Zitierter Textauszug ->
***

Sie verwandelte historische Fakten in lebendige Szenen, etwa in ihrer Darstellung des "Dreißigjährigen Krieges". Was zu Beginn ihrer Karriere als neuer historischer Roman breite Resonanz fand, entwickelte Ricarda Huch im Alter zu einer bis heute berührenden Literatur. In ihrer Kurzgeschichte "Der Fliegerangriff" schilderte sie eine Szene im Luftschutzkeller, während im Frühjahr 1945 Bomben auf Jena fielen:
"Es zerreißt mir das Herz, dass ich diese Qual nicht lindern kann. Dass diese Angst der Kreatur mich ohnmächtig macht. Ich bin alt, sage ich mir, ich sollte etwas sagen, das uns über dieses Grauen hinweghebt, einen Bibelspruch vielleicht, von dem der Teufel weicht, wenn man das Kreuz schlägt, aber ich empfinde nichts als wahr und angemessen."
Nichts ist mehr wahr und angemessen. Aus dem Mund von Ricarda Huch klingt das wie eine Bankrotterklärung der humanistischen Bildung. Die damals 81-Jährige, die wie keine andere diese Tradition verkörperte, schien zu kapitulieren. Nach zwölf Jahren Niedergang des Geistes nun die Apokalypse des Bombenkriegs. Aber sie überlebte. Dabei hätten die Nationalsozialisten allen Grund gehabt, sie verschwinden zu lassen.
"Sie wissen, dass sie 1933 demonstrativ aus der Preußischen Akademie aus politischen Gründen ausgetreten ist, als sie merkte, wie sie von den Nazis vereinnahmt werden sollte. Sie hat, während der Jahre des Dritten Reiches, sie lebte also in Deutschland, gehörte also zur inneren Emigration, sie hat jede Kollaboration mit dem Nazi-Regime vermieden."
Mitreißende Darstellung der Romantik
Der Publizist Wolfgang Matthias Schwiedrzik über Ricarda Huch. Er publizierte ausgewählte Tonaufnahmen der Intellektuellen, darunter auch Erinnerungen an ihre Studienzeit in der Schweiz. Die am 18. Juli 1864 in Braunschweig geborene Tochter eines Kaufmanns wurde 1891 in Zürich im Fach Geschichte promoviert. Mit leichter Bitternis rief sich die Schriftstellerin ihre Studienjahre ins Gedächtnis. Professor Gerold Meyer von Knonau [*] wurde ihr zum Sinnbild einer Geschichtswissenschaft, von der sie sich distanzierte.
"Er war das Muster eines jener Gelehrten, der die Quellen gewissenhaft durchforscht und in unermüdlicher Arbeit die Ergebnisse sammelt. Das ist selbstverständlich notwendig und gut. Aber bloße Tatsachen, wenn sie nicht in Beziehung zu uns und zu den Geistern in der Luft, wie der Apostel Paulus sie nennt, gebracht werden können, mit denen wir kämpfen, leiden doch Spreu."

***

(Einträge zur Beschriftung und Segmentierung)
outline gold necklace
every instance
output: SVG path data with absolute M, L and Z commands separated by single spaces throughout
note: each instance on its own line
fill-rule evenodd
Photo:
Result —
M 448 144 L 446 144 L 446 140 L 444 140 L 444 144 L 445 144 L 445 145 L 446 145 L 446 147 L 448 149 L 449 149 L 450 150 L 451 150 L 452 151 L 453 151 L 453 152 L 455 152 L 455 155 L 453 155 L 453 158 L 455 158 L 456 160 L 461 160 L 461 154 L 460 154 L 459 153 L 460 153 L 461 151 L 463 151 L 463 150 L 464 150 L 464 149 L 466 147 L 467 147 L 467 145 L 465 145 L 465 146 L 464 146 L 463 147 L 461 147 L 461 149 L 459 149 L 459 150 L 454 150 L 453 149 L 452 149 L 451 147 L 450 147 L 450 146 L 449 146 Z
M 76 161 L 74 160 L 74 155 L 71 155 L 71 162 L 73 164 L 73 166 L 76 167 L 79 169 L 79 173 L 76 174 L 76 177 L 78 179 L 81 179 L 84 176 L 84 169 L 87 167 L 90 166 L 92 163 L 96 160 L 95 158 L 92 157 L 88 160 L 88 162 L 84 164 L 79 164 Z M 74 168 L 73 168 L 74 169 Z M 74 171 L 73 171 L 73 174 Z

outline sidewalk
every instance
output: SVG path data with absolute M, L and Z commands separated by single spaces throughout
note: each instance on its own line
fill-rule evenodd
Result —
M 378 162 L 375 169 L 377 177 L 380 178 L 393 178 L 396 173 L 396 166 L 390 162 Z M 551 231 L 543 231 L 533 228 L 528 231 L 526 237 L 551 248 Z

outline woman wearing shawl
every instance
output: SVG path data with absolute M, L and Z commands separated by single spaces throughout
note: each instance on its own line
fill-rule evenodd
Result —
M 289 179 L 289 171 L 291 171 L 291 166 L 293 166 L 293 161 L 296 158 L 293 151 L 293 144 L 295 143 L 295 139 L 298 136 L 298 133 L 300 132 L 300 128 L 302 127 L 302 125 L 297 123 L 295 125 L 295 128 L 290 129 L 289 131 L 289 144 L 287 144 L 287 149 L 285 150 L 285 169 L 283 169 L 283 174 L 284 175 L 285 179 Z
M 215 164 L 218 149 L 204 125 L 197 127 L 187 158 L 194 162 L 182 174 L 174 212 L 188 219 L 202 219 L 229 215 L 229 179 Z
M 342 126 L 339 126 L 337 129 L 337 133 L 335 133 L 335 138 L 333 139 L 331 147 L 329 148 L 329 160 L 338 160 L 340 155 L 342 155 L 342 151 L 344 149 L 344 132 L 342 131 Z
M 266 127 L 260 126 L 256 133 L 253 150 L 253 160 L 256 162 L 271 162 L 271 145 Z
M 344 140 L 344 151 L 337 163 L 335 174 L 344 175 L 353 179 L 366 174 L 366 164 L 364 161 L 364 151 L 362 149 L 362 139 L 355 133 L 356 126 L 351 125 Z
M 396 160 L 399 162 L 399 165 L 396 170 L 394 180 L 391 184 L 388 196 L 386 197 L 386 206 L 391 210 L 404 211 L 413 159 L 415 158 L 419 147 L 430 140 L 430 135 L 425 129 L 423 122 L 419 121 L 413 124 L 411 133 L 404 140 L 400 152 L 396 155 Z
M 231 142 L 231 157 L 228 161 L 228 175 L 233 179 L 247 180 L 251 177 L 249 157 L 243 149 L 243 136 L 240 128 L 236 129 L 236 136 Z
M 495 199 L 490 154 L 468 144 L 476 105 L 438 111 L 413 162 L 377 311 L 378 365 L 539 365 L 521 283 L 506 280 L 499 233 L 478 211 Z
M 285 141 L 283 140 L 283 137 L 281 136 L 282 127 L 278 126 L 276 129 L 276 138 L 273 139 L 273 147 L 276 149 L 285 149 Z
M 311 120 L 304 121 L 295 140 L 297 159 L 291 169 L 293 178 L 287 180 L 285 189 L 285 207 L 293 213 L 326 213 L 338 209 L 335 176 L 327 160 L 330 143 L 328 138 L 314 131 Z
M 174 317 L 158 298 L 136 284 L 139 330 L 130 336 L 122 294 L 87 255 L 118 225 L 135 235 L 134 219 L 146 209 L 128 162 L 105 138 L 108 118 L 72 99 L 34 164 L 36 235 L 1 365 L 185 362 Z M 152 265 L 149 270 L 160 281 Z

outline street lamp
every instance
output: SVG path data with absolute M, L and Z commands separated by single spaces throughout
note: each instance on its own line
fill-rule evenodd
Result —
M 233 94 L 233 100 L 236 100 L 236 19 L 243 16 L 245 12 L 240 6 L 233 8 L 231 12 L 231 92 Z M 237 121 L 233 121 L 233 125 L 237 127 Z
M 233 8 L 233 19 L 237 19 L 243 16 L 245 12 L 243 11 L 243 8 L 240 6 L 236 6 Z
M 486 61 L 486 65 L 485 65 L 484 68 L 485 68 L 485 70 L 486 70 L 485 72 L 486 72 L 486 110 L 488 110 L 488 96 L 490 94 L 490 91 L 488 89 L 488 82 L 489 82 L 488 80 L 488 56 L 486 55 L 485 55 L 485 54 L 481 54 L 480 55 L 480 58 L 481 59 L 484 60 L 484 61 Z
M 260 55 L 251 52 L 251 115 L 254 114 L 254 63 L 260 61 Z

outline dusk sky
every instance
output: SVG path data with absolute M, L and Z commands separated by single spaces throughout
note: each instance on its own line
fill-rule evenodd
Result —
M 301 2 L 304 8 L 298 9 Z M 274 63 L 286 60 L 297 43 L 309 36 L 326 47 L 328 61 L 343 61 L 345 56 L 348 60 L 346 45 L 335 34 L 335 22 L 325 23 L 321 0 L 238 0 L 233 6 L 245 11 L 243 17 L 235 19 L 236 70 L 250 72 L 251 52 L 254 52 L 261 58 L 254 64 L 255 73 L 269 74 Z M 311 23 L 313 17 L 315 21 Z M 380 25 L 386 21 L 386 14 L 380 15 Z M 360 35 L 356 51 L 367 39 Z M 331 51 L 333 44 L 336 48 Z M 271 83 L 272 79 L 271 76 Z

***

Aufgabenstellung -> Gib aus dem Text über Ricarda Huch alles ab „Mitreißende Darstellung der“ bis hinunter zu „sie sich distanzierte.“ wortgetreu wieder.

Lösung ->
Mitreißende Darstellung der Romantik
Der Publizist Wolfgang Matthias Schwiedrzik über Ricarda Huch. Er publizierte ausgewählte Tonaufnahmen der Intellektuellen, darunter auch Erinnerungen an ihre Studienzeit in der Schweiz. Die am 18. Juli 1864 in Braunschweig geborene Tochter eines Kaufmanns wurde 1891 in Zürich im Fach Geschichte promoviert. Mit leichter Bitternis rief sich die Schriftstellerin ihre Studienjahre ins Gedächtnis. Professor Gerold Meyer von Knonau [*] wurde ihr zum Sinnbild einer Geschichtswissenschaft, von der sie sich distanzierte.